→ **TASK TO COMPLETE**
Find each line in the entries below that contains the word "light", and copy those lines. Case counts.

→ **WORKING DATA**
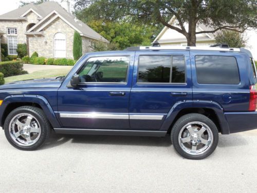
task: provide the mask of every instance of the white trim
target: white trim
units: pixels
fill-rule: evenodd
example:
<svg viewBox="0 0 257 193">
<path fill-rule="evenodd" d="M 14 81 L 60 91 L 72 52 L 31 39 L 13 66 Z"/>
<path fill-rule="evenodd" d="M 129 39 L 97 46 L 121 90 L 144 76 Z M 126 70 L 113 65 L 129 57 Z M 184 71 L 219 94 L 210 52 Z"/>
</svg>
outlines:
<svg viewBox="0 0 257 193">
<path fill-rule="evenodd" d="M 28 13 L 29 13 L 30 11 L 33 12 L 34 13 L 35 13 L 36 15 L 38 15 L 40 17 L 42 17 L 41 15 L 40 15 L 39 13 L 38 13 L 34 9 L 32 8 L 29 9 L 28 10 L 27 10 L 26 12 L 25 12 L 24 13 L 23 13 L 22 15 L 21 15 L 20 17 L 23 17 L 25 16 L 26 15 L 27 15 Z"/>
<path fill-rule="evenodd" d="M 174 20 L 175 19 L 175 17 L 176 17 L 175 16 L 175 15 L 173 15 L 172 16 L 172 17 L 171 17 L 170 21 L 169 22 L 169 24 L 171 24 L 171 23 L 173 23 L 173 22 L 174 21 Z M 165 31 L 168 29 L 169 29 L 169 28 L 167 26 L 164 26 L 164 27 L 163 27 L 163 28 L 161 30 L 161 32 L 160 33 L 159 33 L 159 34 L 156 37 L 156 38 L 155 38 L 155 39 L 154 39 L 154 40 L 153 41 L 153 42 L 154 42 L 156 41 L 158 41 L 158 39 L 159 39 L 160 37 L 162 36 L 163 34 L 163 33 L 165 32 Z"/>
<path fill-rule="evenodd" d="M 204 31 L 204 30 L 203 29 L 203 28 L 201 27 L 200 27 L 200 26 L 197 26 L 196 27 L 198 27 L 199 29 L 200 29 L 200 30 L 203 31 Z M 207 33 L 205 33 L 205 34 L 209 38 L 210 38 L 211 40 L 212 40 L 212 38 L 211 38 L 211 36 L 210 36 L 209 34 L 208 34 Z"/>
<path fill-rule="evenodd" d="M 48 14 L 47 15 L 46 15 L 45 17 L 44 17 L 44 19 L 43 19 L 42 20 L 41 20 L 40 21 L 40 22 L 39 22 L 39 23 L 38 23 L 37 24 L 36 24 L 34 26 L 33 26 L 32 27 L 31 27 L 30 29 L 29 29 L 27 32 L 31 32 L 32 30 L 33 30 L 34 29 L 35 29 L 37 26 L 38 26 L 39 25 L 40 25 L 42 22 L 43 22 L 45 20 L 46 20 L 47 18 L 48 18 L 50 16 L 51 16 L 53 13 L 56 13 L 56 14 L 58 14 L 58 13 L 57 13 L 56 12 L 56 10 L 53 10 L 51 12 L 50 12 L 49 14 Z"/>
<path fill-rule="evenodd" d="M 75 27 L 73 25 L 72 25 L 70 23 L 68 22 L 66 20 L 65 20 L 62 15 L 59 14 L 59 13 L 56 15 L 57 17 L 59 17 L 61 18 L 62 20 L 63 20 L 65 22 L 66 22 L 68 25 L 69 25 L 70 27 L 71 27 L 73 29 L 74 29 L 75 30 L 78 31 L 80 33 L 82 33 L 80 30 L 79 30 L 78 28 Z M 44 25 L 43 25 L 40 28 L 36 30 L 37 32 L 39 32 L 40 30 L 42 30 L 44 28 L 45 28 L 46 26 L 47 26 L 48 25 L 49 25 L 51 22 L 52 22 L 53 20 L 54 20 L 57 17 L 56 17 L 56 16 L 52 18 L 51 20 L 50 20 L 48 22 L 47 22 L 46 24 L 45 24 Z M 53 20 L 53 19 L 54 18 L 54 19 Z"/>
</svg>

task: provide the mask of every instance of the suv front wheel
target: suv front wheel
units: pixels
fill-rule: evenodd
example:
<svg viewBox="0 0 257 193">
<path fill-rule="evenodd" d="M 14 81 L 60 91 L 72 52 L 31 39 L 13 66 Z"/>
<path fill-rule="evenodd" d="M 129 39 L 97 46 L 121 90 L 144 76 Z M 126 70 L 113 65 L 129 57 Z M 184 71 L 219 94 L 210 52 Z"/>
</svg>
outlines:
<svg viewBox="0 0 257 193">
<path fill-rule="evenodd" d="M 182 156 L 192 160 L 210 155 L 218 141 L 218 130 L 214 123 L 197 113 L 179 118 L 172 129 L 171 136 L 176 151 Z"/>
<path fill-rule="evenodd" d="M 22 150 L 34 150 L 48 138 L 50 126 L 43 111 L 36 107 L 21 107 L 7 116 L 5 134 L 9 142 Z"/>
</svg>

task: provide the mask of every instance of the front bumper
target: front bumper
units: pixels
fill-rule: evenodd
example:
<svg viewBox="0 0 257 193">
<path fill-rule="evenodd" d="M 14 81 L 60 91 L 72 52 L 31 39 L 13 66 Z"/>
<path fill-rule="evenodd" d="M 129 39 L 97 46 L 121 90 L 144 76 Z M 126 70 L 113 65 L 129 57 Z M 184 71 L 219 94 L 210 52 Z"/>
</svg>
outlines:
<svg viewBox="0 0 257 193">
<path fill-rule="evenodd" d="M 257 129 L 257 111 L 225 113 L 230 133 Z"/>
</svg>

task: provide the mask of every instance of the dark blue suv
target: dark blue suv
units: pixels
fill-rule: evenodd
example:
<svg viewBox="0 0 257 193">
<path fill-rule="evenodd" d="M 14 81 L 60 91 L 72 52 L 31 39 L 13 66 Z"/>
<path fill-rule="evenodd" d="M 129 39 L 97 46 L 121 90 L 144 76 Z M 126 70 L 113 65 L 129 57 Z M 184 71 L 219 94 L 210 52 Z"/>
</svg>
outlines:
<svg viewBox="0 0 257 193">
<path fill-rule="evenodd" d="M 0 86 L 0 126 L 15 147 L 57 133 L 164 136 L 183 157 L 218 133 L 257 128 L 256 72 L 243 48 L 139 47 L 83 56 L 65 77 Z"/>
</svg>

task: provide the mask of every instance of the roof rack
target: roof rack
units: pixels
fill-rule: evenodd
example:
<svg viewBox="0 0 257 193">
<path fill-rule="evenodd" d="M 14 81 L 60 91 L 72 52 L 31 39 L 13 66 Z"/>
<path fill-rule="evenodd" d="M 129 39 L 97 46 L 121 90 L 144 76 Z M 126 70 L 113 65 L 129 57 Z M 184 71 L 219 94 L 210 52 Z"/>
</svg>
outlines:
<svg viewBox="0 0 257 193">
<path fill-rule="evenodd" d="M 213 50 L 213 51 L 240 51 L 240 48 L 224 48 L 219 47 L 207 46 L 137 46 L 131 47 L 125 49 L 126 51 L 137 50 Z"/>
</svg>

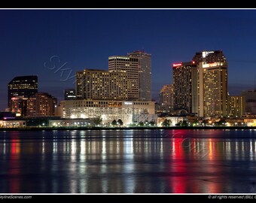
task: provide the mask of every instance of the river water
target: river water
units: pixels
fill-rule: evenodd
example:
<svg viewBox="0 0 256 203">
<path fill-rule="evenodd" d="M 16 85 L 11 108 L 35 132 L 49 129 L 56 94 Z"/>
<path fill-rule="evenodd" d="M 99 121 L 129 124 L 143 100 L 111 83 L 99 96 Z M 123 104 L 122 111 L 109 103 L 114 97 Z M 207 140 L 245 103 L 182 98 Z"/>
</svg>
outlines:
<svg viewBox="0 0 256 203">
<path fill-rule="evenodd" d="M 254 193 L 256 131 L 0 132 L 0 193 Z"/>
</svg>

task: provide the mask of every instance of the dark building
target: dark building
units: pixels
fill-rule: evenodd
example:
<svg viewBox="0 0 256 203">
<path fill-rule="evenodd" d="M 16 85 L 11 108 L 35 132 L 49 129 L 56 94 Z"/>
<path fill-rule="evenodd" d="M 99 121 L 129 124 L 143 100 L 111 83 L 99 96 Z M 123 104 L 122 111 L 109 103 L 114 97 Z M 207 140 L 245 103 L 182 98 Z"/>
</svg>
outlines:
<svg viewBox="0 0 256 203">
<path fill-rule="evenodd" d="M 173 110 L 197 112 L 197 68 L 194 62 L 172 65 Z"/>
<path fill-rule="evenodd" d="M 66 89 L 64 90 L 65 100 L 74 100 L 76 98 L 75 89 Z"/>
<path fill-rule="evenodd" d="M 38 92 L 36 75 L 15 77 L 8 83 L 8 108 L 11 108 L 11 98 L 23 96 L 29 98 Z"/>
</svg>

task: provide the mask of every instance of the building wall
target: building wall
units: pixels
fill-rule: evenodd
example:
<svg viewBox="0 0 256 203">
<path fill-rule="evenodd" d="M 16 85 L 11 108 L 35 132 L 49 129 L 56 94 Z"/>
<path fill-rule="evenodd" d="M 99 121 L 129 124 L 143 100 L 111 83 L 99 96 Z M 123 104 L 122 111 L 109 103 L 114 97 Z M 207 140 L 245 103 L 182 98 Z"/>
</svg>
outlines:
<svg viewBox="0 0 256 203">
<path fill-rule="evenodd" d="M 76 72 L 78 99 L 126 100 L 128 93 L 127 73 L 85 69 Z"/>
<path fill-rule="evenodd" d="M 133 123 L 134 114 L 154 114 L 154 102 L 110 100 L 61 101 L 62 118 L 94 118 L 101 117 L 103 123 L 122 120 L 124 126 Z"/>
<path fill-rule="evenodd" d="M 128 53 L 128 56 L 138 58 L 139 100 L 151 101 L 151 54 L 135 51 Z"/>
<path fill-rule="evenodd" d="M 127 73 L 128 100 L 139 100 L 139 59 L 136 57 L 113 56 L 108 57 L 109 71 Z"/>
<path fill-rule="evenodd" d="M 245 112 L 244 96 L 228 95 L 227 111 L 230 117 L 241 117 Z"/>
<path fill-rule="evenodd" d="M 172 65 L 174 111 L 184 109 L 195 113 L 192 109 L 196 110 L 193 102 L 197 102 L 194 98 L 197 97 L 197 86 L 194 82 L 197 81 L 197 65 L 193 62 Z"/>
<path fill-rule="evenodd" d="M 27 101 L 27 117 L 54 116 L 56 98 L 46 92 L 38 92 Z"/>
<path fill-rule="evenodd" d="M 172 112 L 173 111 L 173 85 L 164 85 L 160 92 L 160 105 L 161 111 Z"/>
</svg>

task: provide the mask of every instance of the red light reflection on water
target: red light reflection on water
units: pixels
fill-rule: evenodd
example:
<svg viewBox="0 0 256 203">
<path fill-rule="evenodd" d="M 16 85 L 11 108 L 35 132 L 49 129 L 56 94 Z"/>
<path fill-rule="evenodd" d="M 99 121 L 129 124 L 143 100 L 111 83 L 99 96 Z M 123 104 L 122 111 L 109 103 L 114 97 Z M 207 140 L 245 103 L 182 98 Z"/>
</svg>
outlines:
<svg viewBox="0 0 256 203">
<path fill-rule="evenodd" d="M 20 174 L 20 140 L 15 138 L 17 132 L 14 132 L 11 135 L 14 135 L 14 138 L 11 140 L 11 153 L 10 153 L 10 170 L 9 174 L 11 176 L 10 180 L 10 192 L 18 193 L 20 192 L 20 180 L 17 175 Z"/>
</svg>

---

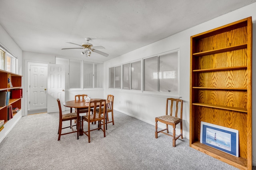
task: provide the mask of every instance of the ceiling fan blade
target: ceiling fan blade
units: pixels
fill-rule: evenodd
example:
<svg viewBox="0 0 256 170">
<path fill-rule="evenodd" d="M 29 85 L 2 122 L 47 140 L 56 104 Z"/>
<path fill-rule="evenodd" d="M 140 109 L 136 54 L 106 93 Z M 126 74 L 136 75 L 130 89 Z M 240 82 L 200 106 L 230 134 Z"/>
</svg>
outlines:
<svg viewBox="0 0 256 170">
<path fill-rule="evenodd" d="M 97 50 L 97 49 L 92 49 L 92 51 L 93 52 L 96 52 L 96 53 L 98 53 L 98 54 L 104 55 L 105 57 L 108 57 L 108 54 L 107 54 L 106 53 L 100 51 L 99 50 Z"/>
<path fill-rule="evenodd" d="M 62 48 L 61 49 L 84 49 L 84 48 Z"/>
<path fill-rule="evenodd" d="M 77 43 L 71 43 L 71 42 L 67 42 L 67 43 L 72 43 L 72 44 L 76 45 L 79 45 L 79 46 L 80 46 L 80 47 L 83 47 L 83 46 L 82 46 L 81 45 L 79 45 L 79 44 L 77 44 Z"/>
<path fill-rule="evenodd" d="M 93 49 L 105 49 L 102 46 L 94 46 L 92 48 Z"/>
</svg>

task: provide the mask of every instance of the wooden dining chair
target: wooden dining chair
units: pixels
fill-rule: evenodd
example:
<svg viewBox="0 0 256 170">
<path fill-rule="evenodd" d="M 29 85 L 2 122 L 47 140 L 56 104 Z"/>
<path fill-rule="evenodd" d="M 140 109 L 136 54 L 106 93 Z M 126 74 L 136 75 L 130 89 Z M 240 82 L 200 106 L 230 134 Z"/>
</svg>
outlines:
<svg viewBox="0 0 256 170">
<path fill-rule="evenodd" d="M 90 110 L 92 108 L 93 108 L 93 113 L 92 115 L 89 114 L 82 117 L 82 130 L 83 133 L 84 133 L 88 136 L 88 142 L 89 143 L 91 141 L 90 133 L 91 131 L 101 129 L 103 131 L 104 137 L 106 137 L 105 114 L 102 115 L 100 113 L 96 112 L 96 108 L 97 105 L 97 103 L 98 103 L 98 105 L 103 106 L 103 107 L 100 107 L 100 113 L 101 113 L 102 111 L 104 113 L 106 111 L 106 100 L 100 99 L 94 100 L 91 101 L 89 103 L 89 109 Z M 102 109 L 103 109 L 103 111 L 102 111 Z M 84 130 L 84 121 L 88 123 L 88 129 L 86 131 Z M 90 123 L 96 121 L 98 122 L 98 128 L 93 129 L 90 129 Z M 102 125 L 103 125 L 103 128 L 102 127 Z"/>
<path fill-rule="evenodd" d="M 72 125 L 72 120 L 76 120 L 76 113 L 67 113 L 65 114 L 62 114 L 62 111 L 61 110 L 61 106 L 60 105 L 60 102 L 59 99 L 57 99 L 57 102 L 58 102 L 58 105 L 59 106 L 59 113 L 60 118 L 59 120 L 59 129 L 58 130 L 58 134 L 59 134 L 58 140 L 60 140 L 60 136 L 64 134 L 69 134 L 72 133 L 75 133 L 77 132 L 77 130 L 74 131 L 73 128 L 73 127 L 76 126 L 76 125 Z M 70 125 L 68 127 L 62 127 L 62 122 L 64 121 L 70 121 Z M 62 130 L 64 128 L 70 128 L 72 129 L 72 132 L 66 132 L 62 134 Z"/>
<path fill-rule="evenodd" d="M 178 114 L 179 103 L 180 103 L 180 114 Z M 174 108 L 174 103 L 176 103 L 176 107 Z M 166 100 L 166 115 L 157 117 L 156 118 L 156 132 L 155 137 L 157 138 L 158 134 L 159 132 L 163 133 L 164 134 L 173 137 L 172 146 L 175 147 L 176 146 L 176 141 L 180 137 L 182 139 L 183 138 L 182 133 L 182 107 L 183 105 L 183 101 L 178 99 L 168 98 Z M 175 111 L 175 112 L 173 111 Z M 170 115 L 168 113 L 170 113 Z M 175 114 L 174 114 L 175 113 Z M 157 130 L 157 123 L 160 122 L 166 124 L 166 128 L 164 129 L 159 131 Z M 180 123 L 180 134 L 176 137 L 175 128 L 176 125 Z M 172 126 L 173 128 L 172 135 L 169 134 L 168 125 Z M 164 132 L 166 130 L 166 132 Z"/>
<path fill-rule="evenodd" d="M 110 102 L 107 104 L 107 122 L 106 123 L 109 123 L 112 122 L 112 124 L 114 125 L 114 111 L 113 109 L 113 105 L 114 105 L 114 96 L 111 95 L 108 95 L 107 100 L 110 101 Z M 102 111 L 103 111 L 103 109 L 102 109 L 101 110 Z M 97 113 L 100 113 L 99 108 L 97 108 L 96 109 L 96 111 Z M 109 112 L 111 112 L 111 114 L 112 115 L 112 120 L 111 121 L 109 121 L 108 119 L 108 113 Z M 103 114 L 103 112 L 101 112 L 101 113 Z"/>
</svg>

→ **EXERCISE OUTPUT**
task: provide the mask of every instance of the red light reflection on water
target: red light reflection on water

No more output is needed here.